## ASSIGNMENT
An exact reproduction of the data below is the required answer.

(Referring expression data)
[Start of section]
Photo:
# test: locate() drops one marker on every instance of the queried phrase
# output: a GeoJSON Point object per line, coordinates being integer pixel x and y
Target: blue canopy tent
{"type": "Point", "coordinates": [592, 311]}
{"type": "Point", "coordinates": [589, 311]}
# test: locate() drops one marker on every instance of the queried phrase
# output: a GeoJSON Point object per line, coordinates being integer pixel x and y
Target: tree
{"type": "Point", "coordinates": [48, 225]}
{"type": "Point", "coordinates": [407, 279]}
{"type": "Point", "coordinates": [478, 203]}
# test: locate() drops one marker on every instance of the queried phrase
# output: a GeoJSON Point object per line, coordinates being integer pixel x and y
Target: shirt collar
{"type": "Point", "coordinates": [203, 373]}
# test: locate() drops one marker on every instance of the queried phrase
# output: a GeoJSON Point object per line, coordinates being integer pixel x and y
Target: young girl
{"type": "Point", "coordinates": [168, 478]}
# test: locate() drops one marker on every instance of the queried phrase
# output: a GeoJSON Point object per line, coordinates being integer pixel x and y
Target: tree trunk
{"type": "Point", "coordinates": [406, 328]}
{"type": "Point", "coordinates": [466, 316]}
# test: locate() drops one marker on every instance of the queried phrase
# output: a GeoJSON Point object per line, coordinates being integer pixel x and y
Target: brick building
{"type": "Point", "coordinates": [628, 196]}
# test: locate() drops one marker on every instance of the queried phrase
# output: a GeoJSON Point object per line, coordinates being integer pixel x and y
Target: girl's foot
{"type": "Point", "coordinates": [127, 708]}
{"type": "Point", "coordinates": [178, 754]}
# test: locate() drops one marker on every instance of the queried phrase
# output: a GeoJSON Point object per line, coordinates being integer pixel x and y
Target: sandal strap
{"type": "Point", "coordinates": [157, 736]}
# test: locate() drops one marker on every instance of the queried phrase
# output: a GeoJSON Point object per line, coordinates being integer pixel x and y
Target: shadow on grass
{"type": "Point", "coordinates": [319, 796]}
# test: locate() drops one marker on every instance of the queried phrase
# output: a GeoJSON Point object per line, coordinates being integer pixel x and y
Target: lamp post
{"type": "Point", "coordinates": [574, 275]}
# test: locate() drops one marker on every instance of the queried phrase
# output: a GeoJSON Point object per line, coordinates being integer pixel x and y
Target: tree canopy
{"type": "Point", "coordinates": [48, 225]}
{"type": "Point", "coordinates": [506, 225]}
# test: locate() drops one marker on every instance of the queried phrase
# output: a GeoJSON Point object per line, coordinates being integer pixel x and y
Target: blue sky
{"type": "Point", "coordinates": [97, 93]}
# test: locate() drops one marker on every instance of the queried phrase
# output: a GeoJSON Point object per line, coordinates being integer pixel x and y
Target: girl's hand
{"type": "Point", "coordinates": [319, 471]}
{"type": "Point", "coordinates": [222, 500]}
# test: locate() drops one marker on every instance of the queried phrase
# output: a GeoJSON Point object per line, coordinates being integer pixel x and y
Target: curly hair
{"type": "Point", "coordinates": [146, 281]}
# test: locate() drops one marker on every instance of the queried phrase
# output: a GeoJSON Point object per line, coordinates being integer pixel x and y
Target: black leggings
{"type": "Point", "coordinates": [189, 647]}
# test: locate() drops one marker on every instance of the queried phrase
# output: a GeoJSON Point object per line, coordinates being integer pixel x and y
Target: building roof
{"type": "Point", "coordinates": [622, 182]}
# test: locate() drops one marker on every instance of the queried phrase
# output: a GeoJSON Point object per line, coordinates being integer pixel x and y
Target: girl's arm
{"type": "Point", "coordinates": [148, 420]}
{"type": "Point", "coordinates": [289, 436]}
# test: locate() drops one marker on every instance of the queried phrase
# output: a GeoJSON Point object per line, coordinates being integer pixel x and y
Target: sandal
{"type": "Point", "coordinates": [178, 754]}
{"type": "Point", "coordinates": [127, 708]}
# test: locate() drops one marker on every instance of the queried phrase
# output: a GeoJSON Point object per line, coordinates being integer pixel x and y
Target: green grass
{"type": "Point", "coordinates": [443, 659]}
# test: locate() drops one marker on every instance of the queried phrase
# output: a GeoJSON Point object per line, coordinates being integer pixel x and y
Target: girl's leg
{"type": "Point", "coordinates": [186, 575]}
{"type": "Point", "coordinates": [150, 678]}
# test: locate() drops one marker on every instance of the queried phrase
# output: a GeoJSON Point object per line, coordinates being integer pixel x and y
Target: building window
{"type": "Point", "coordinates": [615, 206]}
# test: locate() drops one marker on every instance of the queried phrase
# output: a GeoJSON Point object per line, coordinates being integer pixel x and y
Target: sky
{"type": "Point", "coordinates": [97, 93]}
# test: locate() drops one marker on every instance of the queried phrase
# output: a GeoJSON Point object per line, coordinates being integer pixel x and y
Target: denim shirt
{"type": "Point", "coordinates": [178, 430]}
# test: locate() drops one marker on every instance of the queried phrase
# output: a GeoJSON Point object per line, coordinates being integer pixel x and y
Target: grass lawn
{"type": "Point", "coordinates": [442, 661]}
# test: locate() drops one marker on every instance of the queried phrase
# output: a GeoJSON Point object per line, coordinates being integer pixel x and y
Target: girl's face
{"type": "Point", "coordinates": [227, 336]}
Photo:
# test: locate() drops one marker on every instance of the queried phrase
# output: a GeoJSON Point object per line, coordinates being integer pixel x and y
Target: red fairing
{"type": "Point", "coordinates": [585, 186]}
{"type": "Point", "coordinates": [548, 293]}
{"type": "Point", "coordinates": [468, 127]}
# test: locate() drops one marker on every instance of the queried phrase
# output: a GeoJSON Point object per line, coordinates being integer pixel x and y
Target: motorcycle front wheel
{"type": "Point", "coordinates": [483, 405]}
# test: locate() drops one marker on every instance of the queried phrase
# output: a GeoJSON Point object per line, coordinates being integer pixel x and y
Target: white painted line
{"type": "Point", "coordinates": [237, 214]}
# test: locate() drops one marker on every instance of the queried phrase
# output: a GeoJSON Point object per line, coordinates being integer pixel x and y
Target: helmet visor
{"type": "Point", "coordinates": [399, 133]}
[End of section]
## EXERCISE RESPONSE
Photo:
# test: locate() drops one marker on every instance of the queried phrase
# output: a GeoJSON Point object per line, coordinates being integer pixel x and y
Target: blue canopy tent
{"type": "Point", "coordinates": [592, 311]}
{"type": "Point", "coordinates": [589, 311]}
# test: locate() drops one marker on every instance of the queried phrase
# output: a GeoJSON Point object per line, coordinates being integer pixel x and y
Target: tree
{"type": "Point", "coordinates": [48, 225]}
{"type": "Point", "coordinates": [407, 279]}
{"type": "Point", "coordinates": [478, 203]}
# test: locate() drops one marker on every instance of the queried phrase
# output: a GeoJSON Point object per line, coordinates being integer pixel x and y
Target: shirt collar
{"type": "Point", "coordinates": [203, 373]}
# test: locate() drops one marker on every instance of the queried phrase
# output: a GeoJSON Point object per line, coordinates being integer pixel x and y
Target: young girl
{"type": "Point", "coordinates": [168, 478]}
# test: locate() drops one marker on every instance of the queried phrase
# output: a GeoJSON Point object per line, coordinates being integer pixel x and y
Target: tree trunk
{"type": "Point", "coordinates": [406, 328]}
{"type": "Point", "coordinates": [466, 316]}
# test: locate() drops one marker on every instance of the queried phrase
# output: a GeoJSON Point object per line, coordinates being integer pixel x and y
Target: brick building
{"type": "Point", "coordinates": [628, 196]}
# test: locate() drops one marker on every instance of the queried phrase
# output: a GeoJSON Point object per line, coordinates being integer pixel x and y
Target: girl's foot
{"type": "Point", "coordinates": [127, 708]}
{"type": "Point", "coordinates": [178, 754]}
# test: locate() drops one marker on every instance of the queried phrase
# output: a GeoJSON Point object per line, coordinates being integer pixel x and y
Target: sandal strap
{"type": "Point", "coordinates": [157, 736]}
# test: locate() drops one marker on every instance of the queried phrase
# output: a GeoJSON Point object per line, coordinates being integer pixel x and y
Target: shadow on grass
{"type": "Point", "coordinates": [319, 796]}
# test: locate() drops one marker on every instance of the queried phrase
# output: a GeoJSON Point object per line, coordinates being integer pixel x and y
Target: lamp post
{"type": "Point", "coordinates": [574, 275]}
# test: locate() drops one marker on every instance of the queried phrase
# output: a GeoJSON Point object per line, coordinates being integer pixel x and y
Target: tree canopy
{"type": "Point", "coordinates": [48, 225]}
{"type": "Point", "coordinates": [506, 225]}
# test: locate() drops one marker on every instance of the queried phrase
# output: a GeoJSON Point object per line, coordinates being integer pixel x and y
Target: blue sky
{"type": "Point", "coordinates": [97, 93]}
# test: locate() drops one marker on every instance of the queried phrase
# output: a GeoJSON Point object per line, coordinates being integer pixel x and y
Target: girl's hand
{"type": "Point", "coordinates": [319, 471]}
{"type": "Point", "coordinates": [222, 500]}
# test: locate() drops one marker on every instance of the queried phrase
# output: a GeoJSON Point object per line, coordinates being integer pixel x and y
Target: curly hair
{"type": "Point", "coordinates": [146, 281]}
# test: locate() drops one marker on every instance of the queried phrase
# output: a GeoJSON Point object per line, coordinates being integer pixel x and y
Target: black leggings
{"type": "Point", "coordinates": [189, 647]}
# test: locate() drops one marker on every instance of the queried phrase
# output: a GeoJSON Point object per line, coordinates being integer pixel x and y
Target: building roof
{"type": "Point", "coordinates": [622, 182]}
# test: locate() drops one marker on every instance of the queried phrase
# output: a GeoJSON Point object per line, coordinates being integer pixel x and y
Target: girl's arm
{"type": "Point", "coordinates": [148, 420]}
{"type": "Point", "coordinates": [289, 436]}
# test: locate() drops one marker on every instance of the queried phrase
# output: a GeoJSON Point object per line, coordinates being integer pixel x and y
Target: sandal
{"type": "Point", "coordinates": [178, 754]}
{"type": "Point", "coordinates": [127, 708]}
# test: locate() drops one marker on every instance of the queried phrase
# output: a GeoJSON Point object per line, coordinates being integer pixel x and y
Target: green grass
{"type": "Point", "coordinates": [443, 659]}
# test: locate() drops one marker on every instance of the queried phrase
# output: a GeoJSON Point object per line, coordinates being integer pixel x and y
Target: girl's leg
{"type": "Point", "coordinates": [186, 575]}
{"type": "Point", "coordinates": [150, 678]}
# test: locate() drops one marker on every instance of the queried phrase
# output: a GeoJSON Point object per line, coordinates being integer pixel x and y
Target: building window
{"type": "Point", "coordinates": [615, 206]}
# test: locate() drops one marker on every instance of the queried phrase
# output: a GeoJSON Point object per line, coordinates being integer pixel x and y
Target: sky
{"type": "Point", "coordinates": [97, 93]}
# test: locate() drops one marker on every instance of the queried phrase
# output: a GeoJSON Point object per line, coordinates being integer pixel x and y
Target: denim shirt
{"type": "Point", "coordinates": [178, 430]}
# test: locate() drops one marker on every instance of the queried phrase
# output: a GeoJSON Point object per line, coordinates being integer pixel x and y
Target: grass lawn
{"type": "Point", "coordinates": [442, 661]}
# test: locate() drops one marker on every instance of the queried phrase
# output: a GeoJSON Point object per line, coordinates being integer pixel x and y
Target: girl's face
{"type": "Point", "coordinates": [227, 336]}
Photo:
# test: locate() drops one marker on every instance of the queried phrase
# output: a GeoJSON Point object per line, coordinates being integer pixel x and y
Target: red fairing
{"type": "Point", "coordinates": [585, 186]}
{"type": "Point", "coordinates": [548, 293]}
{"type": "Point", "coordinates": [468, 127]}
# test: locate() drops one marker on every instance of the queried phrase
# output: a GeoJSON Point object per line, coordinates being integer pixel x and y
Target: motorcycle front wheel
{"type": "Point", "coordinates": [483, 405]}
# test: locate() drops one marker on every instance of the queried phrase
# output: a GeoJSON Point object per line, coordinates being integer pixel x and y
Target: white painted line
{"type": "Point", "coordinates": [237, 214]}
# test: locate() drops one marker on every instance of the queried phrase
# output: a GeoJSON Point object per line, coordinates being integer pixel x and y
Target: helmet visor
{"type": "Point", "coordinates": [399, 133]}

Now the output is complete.